Problem details:
Please show each line of the data below that contains the word "sock".

**********

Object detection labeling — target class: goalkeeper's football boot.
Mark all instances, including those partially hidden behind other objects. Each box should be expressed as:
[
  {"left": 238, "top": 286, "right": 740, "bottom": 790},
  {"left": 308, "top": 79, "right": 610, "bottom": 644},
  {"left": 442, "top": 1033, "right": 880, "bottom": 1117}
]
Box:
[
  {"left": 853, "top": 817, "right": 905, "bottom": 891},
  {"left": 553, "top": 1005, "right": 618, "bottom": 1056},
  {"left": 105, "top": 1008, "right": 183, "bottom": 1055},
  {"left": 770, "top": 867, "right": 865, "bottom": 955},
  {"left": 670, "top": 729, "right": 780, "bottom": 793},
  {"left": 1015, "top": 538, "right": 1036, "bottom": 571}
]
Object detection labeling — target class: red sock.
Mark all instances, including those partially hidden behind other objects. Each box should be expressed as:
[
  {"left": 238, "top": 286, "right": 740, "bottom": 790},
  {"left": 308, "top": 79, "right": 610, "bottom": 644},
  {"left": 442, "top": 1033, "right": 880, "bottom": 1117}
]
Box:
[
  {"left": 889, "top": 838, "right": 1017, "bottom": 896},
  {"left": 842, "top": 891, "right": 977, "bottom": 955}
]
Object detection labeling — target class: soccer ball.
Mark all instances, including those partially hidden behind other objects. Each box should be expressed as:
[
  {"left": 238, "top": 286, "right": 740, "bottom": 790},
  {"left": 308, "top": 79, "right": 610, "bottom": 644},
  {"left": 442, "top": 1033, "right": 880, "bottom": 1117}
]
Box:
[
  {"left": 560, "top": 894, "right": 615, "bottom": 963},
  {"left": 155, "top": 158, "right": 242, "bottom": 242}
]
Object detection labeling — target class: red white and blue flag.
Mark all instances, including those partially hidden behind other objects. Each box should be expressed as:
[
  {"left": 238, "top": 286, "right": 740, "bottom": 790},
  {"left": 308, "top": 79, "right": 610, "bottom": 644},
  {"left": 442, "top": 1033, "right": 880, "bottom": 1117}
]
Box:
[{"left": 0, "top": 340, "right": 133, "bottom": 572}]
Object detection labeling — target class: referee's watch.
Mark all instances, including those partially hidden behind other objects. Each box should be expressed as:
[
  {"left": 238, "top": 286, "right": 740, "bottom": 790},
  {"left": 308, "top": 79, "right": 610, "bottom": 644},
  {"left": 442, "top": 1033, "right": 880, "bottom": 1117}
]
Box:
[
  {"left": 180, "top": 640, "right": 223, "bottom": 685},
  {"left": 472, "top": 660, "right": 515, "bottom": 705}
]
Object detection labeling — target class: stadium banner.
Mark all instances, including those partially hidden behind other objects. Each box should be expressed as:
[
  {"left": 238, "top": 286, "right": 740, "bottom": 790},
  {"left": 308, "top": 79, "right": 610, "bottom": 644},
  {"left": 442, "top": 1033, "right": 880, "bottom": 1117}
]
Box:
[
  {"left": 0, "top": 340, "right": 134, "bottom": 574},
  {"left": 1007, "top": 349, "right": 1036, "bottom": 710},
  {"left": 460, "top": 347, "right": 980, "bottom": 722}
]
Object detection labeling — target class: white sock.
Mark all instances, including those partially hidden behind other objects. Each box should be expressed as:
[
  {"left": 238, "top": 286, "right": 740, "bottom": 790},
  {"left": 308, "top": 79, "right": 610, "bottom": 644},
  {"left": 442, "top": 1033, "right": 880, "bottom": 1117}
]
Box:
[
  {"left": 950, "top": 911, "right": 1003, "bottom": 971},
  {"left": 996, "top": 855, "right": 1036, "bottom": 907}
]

**********

The output:
Object detection labeling — target class: red sock.
Object detection labeling — target class: white sock.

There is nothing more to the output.